_TASK GOAL_
Return the lines from the line with "Q: In the image above, where is the colorful" to the line with "0 0 1288 551", both included, character for character.

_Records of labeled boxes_
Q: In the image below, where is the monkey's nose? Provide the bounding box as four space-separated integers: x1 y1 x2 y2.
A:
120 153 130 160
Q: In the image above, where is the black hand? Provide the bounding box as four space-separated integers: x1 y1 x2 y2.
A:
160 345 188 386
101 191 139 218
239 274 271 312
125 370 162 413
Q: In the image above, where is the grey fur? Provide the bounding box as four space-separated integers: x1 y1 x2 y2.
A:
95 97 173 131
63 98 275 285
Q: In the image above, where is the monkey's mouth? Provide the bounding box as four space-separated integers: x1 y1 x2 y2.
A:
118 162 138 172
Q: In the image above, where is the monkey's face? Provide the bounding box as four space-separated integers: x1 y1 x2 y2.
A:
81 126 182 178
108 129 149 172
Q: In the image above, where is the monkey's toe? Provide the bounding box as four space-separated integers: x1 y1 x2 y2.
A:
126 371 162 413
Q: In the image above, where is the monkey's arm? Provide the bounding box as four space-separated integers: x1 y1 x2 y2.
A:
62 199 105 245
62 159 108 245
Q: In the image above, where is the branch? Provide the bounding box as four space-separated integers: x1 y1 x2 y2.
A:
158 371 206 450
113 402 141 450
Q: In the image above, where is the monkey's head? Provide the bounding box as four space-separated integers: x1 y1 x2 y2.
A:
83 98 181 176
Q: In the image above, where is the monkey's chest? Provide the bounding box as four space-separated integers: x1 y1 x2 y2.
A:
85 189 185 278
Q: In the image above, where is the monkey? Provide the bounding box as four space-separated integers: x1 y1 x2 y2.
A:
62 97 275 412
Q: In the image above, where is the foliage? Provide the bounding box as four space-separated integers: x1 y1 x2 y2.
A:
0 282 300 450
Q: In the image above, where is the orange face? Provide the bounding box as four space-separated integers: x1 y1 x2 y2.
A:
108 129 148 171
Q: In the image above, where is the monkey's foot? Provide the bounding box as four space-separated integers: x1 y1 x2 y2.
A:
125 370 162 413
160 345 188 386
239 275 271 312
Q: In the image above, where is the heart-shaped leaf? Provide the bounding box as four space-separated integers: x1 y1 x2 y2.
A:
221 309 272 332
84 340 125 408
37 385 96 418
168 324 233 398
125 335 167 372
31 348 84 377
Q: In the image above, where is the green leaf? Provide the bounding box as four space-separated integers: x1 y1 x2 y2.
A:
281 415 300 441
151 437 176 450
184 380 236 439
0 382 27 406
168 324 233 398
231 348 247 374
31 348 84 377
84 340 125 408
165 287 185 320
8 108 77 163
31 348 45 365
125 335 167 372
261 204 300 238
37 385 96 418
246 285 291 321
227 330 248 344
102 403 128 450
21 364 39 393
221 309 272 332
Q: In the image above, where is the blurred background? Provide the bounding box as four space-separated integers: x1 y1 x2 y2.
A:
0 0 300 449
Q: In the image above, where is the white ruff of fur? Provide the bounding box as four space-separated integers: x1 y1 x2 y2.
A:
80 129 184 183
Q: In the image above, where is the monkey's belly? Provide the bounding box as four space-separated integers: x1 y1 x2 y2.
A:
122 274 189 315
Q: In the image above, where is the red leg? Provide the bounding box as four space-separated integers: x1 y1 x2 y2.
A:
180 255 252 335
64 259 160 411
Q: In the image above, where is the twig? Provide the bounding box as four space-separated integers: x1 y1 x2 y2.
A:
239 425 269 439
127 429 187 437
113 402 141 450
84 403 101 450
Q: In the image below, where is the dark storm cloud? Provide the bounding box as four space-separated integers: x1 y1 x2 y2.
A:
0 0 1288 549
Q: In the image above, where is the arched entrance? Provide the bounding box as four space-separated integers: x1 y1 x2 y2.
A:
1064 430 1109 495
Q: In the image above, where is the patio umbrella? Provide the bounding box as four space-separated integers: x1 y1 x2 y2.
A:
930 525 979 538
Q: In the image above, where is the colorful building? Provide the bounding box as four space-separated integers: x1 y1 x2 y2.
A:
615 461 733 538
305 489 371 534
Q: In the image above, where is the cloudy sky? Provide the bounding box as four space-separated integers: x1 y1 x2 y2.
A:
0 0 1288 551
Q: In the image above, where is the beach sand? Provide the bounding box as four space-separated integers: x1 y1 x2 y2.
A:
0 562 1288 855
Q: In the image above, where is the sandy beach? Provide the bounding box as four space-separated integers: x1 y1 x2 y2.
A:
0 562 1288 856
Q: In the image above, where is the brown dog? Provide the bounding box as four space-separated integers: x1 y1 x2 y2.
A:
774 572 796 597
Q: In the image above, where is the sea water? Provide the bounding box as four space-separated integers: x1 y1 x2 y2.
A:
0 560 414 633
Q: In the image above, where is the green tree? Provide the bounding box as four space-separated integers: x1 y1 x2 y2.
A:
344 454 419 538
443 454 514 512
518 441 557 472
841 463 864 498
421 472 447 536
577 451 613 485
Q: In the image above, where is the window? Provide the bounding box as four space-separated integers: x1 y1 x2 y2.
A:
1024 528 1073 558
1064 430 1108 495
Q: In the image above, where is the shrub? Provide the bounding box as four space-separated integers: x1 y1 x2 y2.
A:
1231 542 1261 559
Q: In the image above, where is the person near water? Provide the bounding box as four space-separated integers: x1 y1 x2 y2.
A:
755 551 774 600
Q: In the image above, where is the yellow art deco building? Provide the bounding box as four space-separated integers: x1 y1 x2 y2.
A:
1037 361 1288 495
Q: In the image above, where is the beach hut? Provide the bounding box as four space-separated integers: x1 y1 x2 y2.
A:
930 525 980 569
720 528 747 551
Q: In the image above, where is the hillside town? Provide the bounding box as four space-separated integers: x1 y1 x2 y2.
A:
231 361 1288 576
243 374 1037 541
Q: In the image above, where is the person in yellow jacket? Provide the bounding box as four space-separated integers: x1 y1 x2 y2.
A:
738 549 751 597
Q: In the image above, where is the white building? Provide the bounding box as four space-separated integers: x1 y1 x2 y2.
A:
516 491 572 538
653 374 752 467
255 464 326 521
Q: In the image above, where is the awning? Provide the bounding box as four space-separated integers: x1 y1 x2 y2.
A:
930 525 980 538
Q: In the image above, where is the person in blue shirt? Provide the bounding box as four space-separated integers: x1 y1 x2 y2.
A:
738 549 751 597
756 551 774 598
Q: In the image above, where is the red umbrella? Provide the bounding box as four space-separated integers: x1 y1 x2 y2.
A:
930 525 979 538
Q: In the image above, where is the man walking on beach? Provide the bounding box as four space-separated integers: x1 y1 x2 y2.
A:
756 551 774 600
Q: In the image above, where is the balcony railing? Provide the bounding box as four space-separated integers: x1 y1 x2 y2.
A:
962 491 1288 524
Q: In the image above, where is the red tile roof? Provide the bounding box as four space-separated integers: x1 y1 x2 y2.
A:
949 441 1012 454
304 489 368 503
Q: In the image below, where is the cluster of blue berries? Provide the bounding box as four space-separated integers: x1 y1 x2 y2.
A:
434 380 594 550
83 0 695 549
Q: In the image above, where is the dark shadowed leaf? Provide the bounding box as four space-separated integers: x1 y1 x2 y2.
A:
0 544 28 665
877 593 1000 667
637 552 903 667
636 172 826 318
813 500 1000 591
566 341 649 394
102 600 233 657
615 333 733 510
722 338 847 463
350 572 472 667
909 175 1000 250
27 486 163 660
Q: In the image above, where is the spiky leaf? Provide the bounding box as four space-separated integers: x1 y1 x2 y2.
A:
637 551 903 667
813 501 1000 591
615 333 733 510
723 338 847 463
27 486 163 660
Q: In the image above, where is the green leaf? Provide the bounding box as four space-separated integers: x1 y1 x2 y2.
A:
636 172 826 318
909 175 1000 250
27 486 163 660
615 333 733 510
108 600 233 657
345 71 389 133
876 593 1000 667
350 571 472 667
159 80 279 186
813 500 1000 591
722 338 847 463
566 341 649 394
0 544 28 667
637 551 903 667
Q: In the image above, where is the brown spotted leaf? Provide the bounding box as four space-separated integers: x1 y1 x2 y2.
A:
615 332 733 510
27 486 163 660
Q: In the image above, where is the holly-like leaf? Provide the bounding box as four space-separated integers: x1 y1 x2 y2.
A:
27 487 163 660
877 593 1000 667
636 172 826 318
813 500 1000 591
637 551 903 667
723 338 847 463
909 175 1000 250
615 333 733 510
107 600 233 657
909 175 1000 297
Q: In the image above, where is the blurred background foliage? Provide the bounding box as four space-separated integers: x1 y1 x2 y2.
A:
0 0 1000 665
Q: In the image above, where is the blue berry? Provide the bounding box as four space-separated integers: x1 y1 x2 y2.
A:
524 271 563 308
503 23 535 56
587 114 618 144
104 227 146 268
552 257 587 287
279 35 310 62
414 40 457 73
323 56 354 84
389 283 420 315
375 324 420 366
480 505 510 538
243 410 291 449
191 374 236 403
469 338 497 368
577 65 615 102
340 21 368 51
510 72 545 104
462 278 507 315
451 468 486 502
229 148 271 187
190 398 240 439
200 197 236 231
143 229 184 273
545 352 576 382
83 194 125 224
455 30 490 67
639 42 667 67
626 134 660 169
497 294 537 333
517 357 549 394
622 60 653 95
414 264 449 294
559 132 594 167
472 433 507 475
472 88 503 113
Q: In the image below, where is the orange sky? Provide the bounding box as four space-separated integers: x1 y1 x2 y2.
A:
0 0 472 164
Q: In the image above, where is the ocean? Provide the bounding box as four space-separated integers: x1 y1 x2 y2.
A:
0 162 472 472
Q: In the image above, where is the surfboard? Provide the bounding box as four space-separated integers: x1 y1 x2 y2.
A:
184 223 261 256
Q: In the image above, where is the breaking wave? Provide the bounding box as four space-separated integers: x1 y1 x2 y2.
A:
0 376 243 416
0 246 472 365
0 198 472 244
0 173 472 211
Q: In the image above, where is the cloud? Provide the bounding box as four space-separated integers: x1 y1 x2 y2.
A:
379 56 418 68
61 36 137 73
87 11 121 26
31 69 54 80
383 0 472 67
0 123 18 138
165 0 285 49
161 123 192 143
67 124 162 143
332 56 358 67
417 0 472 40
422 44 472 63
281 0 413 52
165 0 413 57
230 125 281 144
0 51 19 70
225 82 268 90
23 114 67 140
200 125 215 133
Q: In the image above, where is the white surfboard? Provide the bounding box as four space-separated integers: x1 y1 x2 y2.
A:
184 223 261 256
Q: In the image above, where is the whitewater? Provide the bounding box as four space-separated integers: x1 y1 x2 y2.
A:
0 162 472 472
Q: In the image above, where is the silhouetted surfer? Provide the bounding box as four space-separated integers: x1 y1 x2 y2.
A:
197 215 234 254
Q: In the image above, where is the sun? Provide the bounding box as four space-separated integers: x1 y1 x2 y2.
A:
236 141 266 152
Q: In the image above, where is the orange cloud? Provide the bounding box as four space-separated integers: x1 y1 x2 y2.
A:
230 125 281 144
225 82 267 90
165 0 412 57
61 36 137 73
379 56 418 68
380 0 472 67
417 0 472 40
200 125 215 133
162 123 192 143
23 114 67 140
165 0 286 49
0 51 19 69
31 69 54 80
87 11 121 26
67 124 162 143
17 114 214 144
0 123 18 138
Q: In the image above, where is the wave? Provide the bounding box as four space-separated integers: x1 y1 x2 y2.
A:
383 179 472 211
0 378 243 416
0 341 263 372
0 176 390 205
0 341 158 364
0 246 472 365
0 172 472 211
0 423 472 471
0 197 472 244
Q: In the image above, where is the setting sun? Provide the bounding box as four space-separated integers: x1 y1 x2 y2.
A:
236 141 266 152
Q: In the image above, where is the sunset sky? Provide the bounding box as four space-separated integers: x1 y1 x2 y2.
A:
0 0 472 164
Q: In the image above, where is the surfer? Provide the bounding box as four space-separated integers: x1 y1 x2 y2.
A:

_WRITTEN ANSWER_
Q: In the image above, where is the colorful building? Provide the bounding box as four space-separated integers: x1 y1 x2 y2.
A:
615 461 733 538
305 489 371 534
Q: In the image above, where is the cloudy sky? Provide the bounding box as four space-separated integers: x1 y1 x2 y2.
A:
0 0 1288 551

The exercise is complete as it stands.